**Instructions**:
- A) Duplicate the passage of the pensions article from "It’s autumn 2015." to "for average workers." without any changes.
- B) In the pensions article, what does the latest personnel survey at Bloggit & Bloggit find to be "most appreciated"?
- C) For each statement, answer yes or no according to the pensions article, and quote the words that decide it. (i) Winter fuel payments for the elderly have stayed the same for 10 years. (ii) The pensions simplification of 2006 introduced compulsory contributions by employers. (iii) Ian Bloggit is the managing director of Bloggit & Bloggit.

What will employers offer in 2015?

It’s autumn 2015. Oil costs have continued to rise and replacement fuels have become increasingly expensive. Winter fuel payments for the elderly have remained unchanged for 10 years and the Government is struggling to meet its pension promises. The months ahead look bleak for those who retired on miserable pensions earlier in the millennium.

Against this backdrop, it’s hardly surprising that a company pension is “most appreciated”, according to the latest personnel survey at ‘Bloggit & Bloggit’. The pensions simplification of 2006 was all very well, but without the introduction of compulsory contributions by employers, it hasn’t done much for average workers.

Managing director of Bloggit & Bloggit, Ian Bloggit, says: “We look after our workers. Most of them are on the equivalent of national average earnings (37,224) or better. When it comes to pensions, we see them alright.”

Bloggit says he introduced an occupational money purchase scheme for a while after his final salary scheme was closed to future accrual, but one day asked himself: “Why am I paying for annual audit fees, trustee training costs and the expense of everyone’s time at trustee meetings?”

**Data entries**:
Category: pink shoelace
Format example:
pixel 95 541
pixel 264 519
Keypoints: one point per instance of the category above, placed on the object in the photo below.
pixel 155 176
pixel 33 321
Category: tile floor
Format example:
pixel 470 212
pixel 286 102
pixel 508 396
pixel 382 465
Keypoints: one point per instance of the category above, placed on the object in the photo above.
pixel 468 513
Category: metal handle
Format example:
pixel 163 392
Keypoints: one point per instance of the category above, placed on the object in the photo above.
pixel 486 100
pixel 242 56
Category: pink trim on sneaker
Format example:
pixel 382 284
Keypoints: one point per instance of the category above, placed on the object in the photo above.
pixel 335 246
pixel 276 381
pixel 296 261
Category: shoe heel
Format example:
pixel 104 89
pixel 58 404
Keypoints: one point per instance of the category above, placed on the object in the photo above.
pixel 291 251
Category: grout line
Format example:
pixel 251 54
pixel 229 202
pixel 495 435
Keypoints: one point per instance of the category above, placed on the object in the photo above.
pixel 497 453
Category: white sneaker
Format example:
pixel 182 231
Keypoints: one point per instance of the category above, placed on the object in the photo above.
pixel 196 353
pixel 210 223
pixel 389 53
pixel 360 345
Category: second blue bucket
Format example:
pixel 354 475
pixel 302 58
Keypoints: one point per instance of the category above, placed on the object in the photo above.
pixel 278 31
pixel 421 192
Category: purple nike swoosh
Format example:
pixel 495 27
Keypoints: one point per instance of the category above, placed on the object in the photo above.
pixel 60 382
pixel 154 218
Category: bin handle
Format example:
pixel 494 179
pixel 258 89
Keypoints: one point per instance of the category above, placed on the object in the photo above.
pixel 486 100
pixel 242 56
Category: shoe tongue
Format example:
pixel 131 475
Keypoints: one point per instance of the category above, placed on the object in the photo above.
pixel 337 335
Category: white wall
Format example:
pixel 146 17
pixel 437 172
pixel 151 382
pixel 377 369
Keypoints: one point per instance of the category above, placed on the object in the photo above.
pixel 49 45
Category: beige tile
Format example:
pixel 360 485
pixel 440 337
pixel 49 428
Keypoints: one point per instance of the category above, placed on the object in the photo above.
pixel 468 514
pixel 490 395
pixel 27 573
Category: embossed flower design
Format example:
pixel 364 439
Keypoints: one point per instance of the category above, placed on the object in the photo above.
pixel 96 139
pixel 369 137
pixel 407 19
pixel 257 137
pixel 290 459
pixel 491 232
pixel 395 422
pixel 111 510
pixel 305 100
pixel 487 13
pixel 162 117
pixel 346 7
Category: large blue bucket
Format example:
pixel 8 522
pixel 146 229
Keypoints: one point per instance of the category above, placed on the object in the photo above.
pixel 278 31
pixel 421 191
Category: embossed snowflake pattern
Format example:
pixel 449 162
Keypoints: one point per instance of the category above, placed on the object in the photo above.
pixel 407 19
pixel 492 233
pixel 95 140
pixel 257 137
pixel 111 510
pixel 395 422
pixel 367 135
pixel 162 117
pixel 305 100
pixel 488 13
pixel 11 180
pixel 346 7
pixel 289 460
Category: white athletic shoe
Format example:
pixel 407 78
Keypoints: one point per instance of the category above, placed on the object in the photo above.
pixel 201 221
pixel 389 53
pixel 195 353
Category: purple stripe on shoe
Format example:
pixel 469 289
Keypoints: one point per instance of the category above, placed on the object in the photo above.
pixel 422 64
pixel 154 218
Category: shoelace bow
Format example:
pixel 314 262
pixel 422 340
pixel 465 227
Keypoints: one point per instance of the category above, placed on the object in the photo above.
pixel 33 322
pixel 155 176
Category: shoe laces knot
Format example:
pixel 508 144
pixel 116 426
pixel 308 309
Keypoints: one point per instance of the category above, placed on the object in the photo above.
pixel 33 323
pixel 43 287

==

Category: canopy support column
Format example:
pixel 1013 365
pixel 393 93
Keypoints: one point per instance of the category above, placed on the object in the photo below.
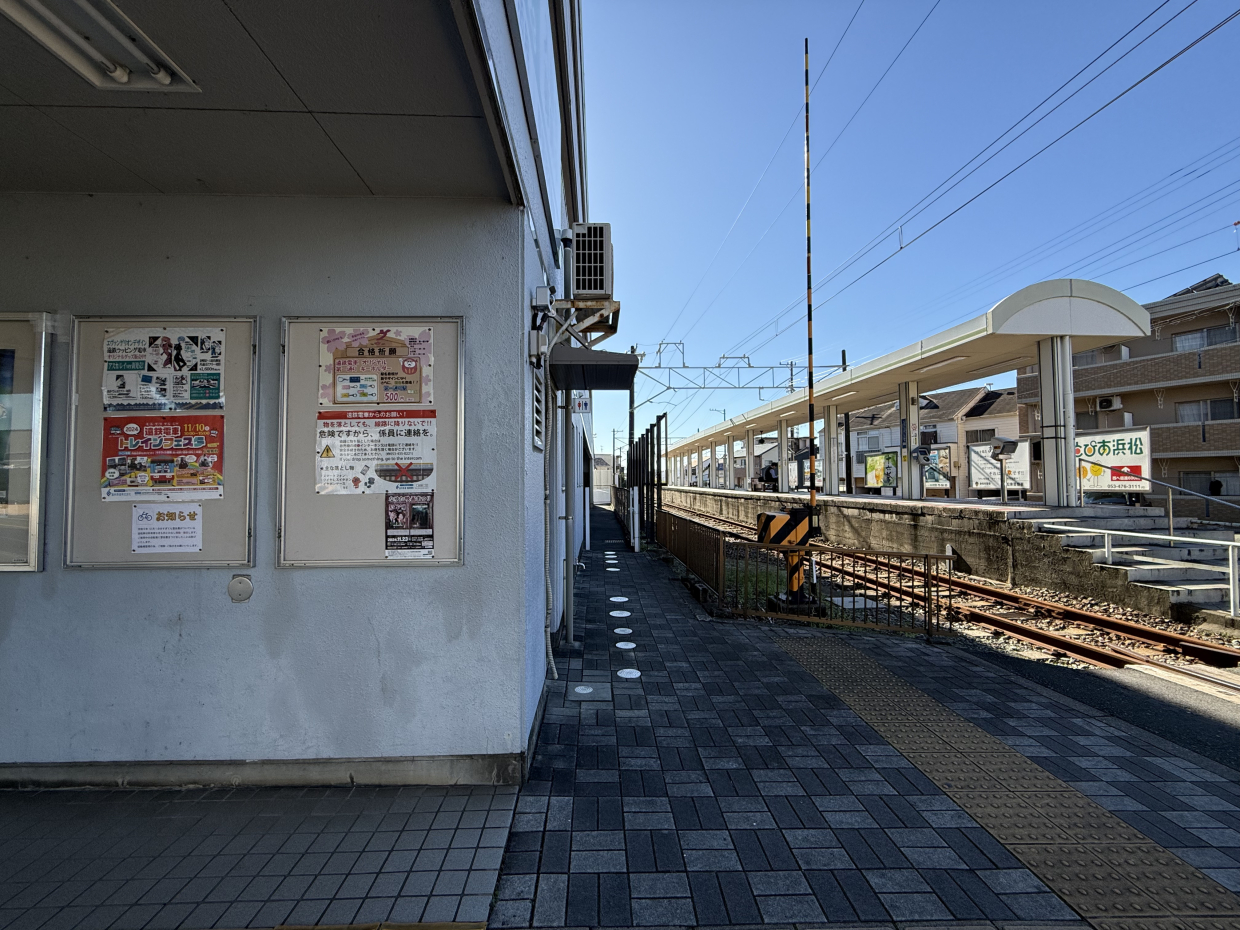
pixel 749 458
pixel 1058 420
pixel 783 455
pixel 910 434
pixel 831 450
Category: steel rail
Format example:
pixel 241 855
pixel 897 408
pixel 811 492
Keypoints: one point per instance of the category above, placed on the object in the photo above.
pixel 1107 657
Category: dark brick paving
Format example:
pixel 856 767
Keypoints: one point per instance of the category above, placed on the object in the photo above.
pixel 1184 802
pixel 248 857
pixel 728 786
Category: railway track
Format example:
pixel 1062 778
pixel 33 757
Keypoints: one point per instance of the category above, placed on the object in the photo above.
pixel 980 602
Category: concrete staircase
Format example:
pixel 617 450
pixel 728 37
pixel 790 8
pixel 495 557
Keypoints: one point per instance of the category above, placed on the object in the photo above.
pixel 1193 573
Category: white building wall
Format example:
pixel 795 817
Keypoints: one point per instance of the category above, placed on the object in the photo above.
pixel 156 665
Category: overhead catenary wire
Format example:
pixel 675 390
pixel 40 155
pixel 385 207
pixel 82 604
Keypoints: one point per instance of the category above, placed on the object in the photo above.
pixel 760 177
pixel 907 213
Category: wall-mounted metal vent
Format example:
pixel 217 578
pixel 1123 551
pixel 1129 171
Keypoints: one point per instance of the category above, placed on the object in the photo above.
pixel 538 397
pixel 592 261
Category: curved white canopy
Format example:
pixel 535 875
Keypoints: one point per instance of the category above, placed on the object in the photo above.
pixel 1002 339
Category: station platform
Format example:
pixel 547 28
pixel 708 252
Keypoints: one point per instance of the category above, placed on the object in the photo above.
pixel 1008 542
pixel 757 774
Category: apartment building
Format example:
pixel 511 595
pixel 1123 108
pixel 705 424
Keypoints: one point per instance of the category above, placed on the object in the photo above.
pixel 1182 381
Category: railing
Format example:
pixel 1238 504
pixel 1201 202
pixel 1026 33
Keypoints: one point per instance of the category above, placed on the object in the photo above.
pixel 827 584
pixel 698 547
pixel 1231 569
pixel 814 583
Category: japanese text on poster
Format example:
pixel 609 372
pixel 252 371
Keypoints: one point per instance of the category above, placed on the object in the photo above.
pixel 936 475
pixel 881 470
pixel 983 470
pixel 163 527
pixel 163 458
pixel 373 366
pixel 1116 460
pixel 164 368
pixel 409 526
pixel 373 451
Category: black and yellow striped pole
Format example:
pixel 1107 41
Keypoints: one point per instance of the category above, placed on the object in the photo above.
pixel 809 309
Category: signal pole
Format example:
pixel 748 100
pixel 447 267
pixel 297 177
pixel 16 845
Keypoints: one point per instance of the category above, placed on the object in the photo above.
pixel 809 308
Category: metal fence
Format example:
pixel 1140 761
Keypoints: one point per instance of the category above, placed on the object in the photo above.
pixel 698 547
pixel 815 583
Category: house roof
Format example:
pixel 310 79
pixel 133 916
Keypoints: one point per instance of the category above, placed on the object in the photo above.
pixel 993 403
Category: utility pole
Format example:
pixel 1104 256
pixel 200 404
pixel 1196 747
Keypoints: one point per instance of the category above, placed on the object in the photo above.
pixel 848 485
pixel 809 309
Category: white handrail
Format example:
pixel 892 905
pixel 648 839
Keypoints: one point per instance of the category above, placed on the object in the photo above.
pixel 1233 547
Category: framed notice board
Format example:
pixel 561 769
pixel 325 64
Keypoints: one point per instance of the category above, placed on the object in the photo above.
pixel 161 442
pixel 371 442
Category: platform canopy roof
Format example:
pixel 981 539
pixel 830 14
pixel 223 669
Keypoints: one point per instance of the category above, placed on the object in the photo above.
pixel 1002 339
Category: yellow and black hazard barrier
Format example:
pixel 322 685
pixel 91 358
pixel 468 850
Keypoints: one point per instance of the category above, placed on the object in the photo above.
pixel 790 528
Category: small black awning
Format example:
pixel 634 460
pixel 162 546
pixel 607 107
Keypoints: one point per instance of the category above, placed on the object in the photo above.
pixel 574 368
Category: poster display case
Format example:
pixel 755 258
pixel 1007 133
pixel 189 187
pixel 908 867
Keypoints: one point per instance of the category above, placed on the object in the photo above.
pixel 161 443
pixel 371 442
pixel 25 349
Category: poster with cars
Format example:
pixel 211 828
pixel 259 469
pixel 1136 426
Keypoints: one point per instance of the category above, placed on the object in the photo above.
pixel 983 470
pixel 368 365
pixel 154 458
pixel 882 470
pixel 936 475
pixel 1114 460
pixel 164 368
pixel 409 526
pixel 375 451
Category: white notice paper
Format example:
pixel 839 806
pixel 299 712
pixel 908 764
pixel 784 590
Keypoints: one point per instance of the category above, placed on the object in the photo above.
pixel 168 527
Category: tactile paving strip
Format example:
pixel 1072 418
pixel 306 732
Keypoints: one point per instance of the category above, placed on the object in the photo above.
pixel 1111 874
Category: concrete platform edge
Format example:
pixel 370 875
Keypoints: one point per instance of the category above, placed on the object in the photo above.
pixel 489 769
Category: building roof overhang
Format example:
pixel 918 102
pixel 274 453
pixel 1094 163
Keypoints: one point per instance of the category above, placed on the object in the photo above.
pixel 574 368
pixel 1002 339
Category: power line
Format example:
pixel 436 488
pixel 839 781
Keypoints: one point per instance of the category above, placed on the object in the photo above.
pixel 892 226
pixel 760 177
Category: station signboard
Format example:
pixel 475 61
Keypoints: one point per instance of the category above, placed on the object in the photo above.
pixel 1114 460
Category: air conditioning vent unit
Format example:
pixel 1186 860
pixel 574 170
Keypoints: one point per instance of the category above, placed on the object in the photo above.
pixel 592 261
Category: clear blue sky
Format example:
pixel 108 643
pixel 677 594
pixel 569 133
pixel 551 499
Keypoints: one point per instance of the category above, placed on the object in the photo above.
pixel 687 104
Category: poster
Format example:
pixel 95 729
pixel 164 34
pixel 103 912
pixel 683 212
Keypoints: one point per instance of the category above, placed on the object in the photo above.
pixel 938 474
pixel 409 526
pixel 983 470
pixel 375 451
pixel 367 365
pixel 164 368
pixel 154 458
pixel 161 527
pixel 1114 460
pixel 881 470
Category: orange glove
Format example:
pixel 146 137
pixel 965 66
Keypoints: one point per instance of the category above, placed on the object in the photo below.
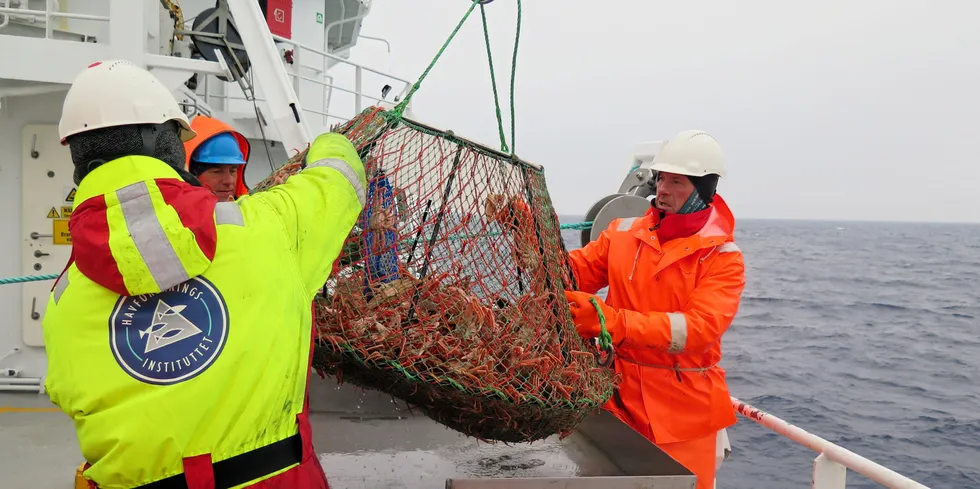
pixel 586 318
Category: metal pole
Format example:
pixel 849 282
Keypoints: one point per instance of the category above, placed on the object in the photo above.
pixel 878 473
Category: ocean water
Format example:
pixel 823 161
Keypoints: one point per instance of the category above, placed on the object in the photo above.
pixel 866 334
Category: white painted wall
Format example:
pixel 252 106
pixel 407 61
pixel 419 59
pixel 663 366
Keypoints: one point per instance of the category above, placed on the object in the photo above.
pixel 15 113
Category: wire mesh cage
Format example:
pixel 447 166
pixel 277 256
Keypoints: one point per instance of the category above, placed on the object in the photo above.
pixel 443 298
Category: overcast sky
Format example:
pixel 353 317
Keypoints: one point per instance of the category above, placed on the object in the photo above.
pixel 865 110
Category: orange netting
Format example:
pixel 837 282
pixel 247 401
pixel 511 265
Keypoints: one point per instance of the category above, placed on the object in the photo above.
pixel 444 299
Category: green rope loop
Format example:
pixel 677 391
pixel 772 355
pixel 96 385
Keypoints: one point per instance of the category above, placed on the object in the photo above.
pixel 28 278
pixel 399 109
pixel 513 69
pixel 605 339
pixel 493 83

**Answers to each task**:
- A)
It’s autumn 2015. Oil costs have continued to rise and replacement fuels have become increasingly expensive. Winter fuel payments for the elderly have remained unchanged for 10 years and the Government is struggling to meet its pension promises. The months ahead look bleak for those who retired on miserable pensions earlier in the millennium.

Against this backdrop, it’s hardly surprising that a company pension is “most appreciated”, according to the latest personnel survey at ‘Bloggit & Bloggit’. The pensions simplification of 2006 was all very well, but without the introduction of compulsory contributions by employers, it hasn’t done much for average workers.

- B) A company pension.

- C)
(i) Yes: "Winter fuel payments for the elderly have remained unchanged for 10 years"
(ii) No: "without the introduction of compulsory contributions by employers, it hasn’t done much for average workers"
(iii) Yes: "Managing director of Bloggit & Bloggit, Ian Bloggit"